### WORKING DATA

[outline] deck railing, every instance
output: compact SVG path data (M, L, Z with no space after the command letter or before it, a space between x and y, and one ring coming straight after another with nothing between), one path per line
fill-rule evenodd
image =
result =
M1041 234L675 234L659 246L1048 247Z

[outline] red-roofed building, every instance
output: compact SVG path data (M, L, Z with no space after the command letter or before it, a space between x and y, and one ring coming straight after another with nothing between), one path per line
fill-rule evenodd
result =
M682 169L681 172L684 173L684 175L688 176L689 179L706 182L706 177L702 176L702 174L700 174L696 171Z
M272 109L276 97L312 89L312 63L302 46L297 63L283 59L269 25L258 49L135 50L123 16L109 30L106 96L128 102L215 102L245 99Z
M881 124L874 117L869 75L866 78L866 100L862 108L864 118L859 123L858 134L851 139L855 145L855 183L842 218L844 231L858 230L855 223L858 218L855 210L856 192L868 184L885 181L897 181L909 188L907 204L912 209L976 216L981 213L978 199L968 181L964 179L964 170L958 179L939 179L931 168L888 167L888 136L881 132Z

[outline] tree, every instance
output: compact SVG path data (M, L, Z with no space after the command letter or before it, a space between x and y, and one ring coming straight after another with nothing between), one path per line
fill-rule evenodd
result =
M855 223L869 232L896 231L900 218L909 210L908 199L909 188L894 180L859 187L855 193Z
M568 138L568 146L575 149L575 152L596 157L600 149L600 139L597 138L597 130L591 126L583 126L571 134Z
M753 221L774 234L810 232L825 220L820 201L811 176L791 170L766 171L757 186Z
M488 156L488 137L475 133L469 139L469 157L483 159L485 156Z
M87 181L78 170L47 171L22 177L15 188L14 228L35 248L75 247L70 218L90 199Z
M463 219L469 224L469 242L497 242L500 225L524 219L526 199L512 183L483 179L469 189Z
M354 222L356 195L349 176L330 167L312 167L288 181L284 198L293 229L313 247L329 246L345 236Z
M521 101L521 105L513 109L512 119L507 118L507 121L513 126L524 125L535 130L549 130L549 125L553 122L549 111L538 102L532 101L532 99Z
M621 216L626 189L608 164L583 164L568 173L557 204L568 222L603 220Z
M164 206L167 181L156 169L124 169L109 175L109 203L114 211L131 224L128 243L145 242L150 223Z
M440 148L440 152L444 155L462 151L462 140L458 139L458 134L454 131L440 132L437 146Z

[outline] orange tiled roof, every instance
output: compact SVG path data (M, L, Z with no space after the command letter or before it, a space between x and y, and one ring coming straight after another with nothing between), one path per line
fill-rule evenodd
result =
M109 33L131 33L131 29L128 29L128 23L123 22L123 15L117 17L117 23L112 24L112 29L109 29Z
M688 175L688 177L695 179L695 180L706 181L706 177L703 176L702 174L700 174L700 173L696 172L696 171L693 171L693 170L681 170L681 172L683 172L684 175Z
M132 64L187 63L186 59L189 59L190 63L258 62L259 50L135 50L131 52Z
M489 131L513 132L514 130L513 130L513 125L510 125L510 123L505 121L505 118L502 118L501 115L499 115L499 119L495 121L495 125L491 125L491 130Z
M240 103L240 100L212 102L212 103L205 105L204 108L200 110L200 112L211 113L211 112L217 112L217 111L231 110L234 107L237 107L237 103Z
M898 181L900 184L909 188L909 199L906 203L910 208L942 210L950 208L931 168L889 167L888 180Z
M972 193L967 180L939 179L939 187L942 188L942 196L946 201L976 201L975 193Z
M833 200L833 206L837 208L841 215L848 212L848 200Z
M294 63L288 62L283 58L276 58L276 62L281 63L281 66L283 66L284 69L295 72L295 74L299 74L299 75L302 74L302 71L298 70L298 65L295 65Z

### PROBLEM
Reproduce the listing above with "every instance" swapped for "all instances" everywhere it appears. Keep every other character unchanged.

### WRITTEN ANSWER
[outline] deck railing, all instances
output: compact SVG path data (M, L, Z with no space after the command letter or before it, a space between x and y, and one ring coming straight after another with nothing between), one path per line
fill-rule evenodd
image =
result =
M1041 234L675 234L659 246L1048 247Z

[outline] red-roofed building, all instances
output: compact SVG path data (M, L, Z with no space after the command letter or before it, a space between x and y, and one ring coming straight after another with nothing between), one path per line
fill-rule evenodd
result =
M682 169L681 172L684 173L684 175L688 176L689 179L706 182L706 177L702 176L702 174L700 174L696 171Z
M272 109L276 97L312 89L312 63L302 46L297 63L283 59L269 25L258 49L135 50L123 16L109 30L106 96L128 102L215 102L245 99Z
M881 124L874 117L869 75L866 78L866 100L862 108L864 118L859 123L858 134L851 139L855 145L855 183L842 218L844 231L858 230L855 223L858 218L855 210L856 192L868 184L885 181L897 181L909 188L907 204L912 209L976 216L981 213L978 199L968 181L964 179L964 170L958 179L939 179L931 168L888 167L888 136L881 132Z

[outline] tree, all instances
output: compact SVG path data (M, L, Z with no space after the command letter or before it, a space between x and y, and one ring coming straight after another with nothing between), one path per line
fill-rule evenodd
result =
M855 223L869 232L896 231L900 218L909 210L908 199L909 188L894 180L859 187L855 193Z
M568 138L568 146L575 149L575 152L596 157L600 149L600 139L597 138L597 130L591 126L583 126L571 134Z
M753 221L774 234L810 232L825 220L820 201L811 176L791 170L766 171L757 186Z
M488 156L488 137L475 133L469 139L469 157L483 159L485 156Z
M87 181L78 170L47 171L22 177L15 188L14 228L35 248L75 247L70 218L90 199Z
M463 219L469 224L469 242L497 242L500 225L524 219L526 199L512 183L483 179L469 189Z
M354 222L356 195L349 176L330 167L312 167L288 181L284 198L293 229L313 247L329 246L345 236Z
M521 101L521 105L513 109L512 119L507 118L507 121L513 126L524 125L535 130L549 130L549 125L553 122L549 111L538 102L532 101L532 99Z
M621 216L626 189L608 164L583 164L568 173L557 204L568 222L603 220Z
M164 206L167 181L156 169L124 169L109 175L109 203L114 211L131 224L128 243L145 242L150 223Z
M440 148L440 152L444 155L462 151L462 140L458 139L458 134L454 131L440 132L437 146Z

[outline] orange tiled roof, all instances
output: compact SVG path data (M, L, Z with no space after the command letter or before it, a space between x and y, and one ring coming straight after another with nothing between), one path per line
fill-rule evenodd
result =
M109 33L131 33L131 29L128 29L128 23L123 22L123 15L117 17L117 23L112 24L112 29L109 29Z
M688 175L688 177L695 179L695 180L706 181L706 177L703 176L702 174L700 174L700 173L696 172L696 171L693 171L693 170L681 170L681 172L683 172L684 175Z
M132 64L187 63L186 59L189 59L190 63L258 62L259 50L135 50L131 52Z
M489 131L513 132L514 130L513 130L513 125L510 125L510 123L505 121L505 118L502 118L501 115L499 115L499 119L495 121L495 125L491 125L491 130Z
M240 103L240 100L212 102L212 103L205 105L204 108L200 110L200 112L211 113L211 112L217 112L217 111L231 110L234 107L237 107L237 103Z
M898 181L900 184L909 188L909 199L906 203L910 208L942 210L950 208L931 168L889 167L888 180Z
M972 193L967 180L939 179L939 187L942 188L942 196L946 201L976 201L975 193Z
M833 200L833 206L837 208L841 215L848 212L848 200Z
M294 63L288 62L283 58L276 58L276 62L281 63L281 66L283 66L284 69L295 72L295 74L299 74L299 75L302 74L302 71L298 70L298 65L295 65Z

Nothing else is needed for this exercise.